- **GIVEN EXERCISE**
Reproduce the listing below line for line, changing nothing.

========

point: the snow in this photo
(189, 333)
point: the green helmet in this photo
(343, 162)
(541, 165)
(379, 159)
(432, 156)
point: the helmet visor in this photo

========

- **TASK SOLUTION**
point: the snow in this photo
(189, 333)
point: the green helmet in this photo
(343, 162)
(541, 165)
(379, 159)
(432, 156)
point: the helmet visor in this photo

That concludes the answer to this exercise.